INSTRUCTIONS TO FOLLOW → Find every line in the material below that contains the string "Target", treating uppercase and lowercase as distinct, and copy each such line.
**** DATA PROVIDED ****
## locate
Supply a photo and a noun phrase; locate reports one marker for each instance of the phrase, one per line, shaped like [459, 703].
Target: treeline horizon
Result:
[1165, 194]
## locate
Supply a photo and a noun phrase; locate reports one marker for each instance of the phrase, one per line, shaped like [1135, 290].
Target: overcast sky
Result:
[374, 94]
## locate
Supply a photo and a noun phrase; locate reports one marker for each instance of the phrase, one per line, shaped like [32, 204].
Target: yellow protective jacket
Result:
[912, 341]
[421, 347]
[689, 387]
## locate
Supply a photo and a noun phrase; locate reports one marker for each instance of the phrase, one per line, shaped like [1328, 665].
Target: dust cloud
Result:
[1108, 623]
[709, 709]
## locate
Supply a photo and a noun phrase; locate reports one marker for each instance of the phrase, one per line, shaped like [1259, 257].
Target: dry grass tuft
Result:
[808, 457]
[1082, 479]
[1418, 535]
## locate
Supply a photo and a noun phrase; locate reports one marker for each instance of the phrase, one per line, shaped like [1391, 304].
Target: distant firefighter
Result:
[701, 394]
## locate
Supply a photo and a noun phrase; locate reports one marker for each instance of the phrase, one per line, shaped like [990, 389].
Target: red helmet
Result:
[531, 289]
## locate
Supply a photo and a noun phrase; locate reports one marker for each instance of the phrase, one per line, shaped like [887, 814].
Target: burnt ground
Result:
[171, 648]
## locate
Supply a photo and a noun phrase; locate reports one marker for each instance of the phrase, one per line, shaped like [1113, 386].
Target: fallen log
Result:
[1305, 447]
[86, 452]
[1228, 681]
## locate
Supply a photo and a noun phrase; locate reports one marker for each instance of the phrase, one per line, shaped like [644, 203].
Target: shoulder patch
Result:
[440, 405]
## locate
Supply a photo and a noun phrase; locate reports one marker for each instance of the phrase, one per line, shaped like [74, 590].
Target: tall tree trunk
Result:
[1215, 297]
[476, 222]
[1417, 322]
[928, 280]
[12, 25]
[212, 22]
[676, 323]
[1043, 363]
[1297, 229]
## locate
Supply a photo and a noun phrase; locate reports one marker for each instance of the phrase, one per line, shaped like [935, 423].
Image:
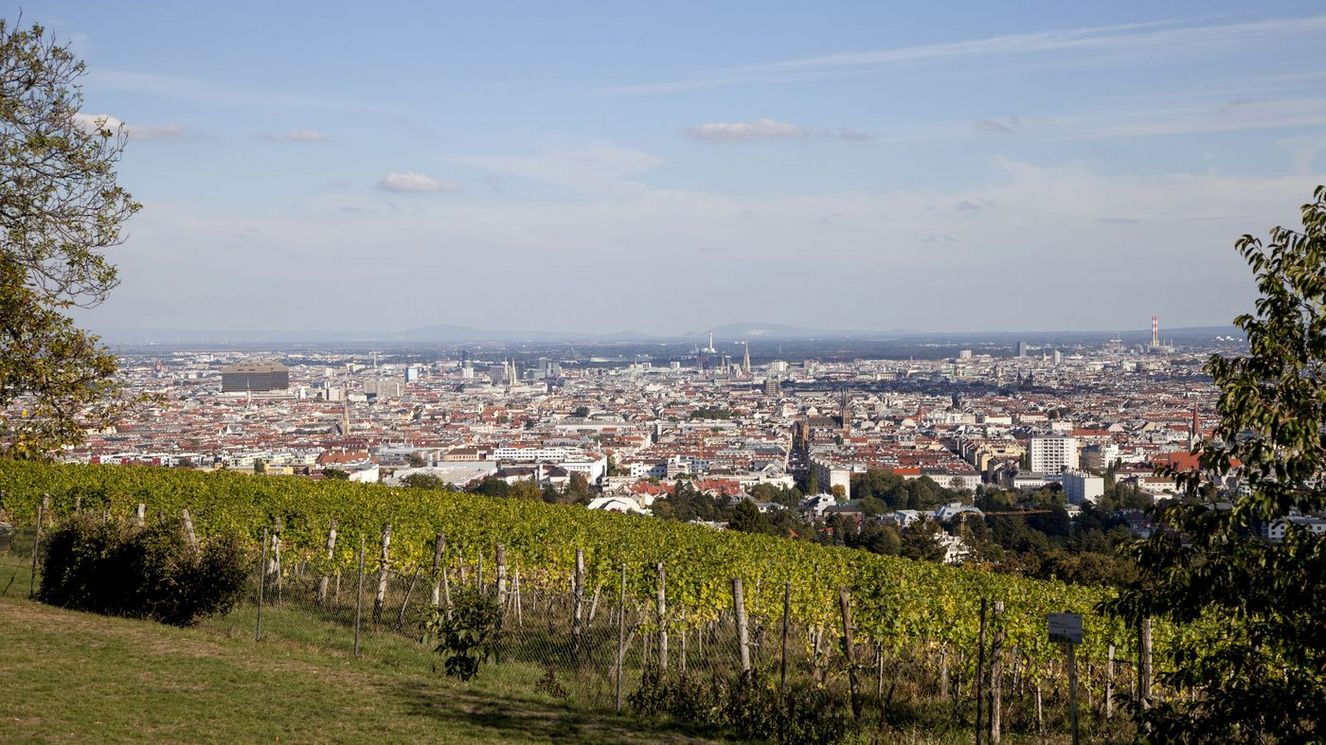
****
RESULT OF THIS TASK →
Target: treeline horizon
Target: overcast sky
Target: yellow protective jacket
Target: dust cloud
Target: dry grass tuft
Target: distant firefighter
Target: red helmet
Target: burnt ground
Target: fallen log
Target: shoulder patch
Target: tall tree trunk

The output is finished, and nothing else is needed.